> SOURCE DOCUMENT:
-- Start --

Merge lp:~abentley/bzr/parse-binary-diff-2.0 into lp:bzr/2.0

Proposed by Aaron Bentley
Status: Merged
Approved by: John A Meinel
Approved revision: no longer in the source branch.
Merged at revision: not available
Proposed branch: lp:~abentley/bzr/parse-binary-diff-2.0
Merge into: lp:bzr/2.0
Diff against target: 82 lines
4 files modified
NEWS (+1/-0)
bzrlib/patches.py (+6/-2)
bzrlib/tests/test_patches.py (+9/-0)
bzrlib/tests/test_patches_data/binary-after-normal.patch (+6/-0)
To merge this branch: bzr merge lp:~abentley/bzr/parse-binary-diff-2.0
Reviewer Review Type Date Requested Status
John A Meinel Approve
Review via email: mp+14421@code.launchpad.net
To post a comment you must log in.
Revision history for this message
Aaron Bentley (abentley) wrote :

-----BEGIN PGP SIGNED MESSAGE-----
Hash: SHA1

Hi all,

My initial fix for binary file sections in patches turns out to be
woefully incomplete, as it only works for binary file sections that
appear at the beginning of the patch. This patch ensures that binary
file sections that appear after normal hunks also work.

-- End --

> RAW DATA:
-- Start --

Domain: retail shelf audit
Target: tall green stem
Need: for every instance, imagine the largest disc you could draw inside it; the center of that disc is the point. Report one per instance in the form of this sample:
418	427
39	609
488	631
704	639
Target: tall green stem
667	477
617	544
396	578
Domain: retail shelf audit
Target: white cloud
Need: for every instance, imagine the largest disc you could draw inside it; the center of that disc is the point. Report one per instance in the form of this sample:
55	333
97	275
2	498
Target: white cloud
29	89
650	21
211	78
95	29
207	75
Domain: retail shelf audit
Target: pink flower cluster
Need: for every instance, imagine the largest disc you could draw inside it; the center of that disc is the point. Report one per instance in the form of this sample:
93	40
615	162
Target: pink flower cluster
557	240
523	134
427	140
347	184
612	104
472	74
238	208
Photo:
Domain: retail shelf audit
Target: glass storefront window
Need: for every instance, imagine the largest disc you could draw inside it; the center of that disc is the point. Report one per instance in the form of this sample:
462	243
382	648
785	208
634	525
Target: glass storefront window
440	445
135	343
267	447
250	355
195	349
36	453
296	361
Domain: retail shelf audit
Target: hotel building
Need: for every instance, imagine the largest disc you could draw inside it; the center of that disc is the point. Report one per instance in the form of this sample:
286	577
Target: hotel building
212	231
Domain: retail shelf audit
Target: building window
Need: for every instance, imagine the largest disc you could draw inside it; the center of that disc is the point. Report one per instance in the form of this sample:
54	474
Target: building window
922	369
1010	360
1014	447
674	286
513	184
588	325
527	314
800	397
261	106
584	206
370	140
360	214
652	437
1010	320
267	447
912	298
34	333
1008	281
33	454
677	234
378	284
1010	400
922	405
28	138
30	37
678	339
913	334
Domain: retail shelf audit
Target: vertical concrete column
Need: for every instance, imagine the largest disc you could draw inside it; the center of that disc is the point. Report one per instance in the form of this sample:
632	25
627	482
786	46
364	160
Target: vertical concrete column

-- End --

> REQUIRED TASKS:
(1) Translate this sentence from the merge proposal into Spanish: "This patch ensures that binary file sections that appear after normal hunks also work."
(2) List every file that the merge proposal shows as modified.
(3) According to the merge proposal, why did the initial fix for binary file sections in patches turn out to be incomplete?

> ANSWERS PROVIDED:
(1) Este parche garantiza que también funcionen las secciones de archivos binarios que aparecen después de los bloques normales.

(2)
NEWS
bzrlib/patches.py
bzrlib/tests/test_patches.py
bzrlib/tests/test_patches_data/binary-after-normal.patch

(3) It only worked for binary file sections at the beginning of the patch. This patch makes binary file sections that come after normal hunks work as well.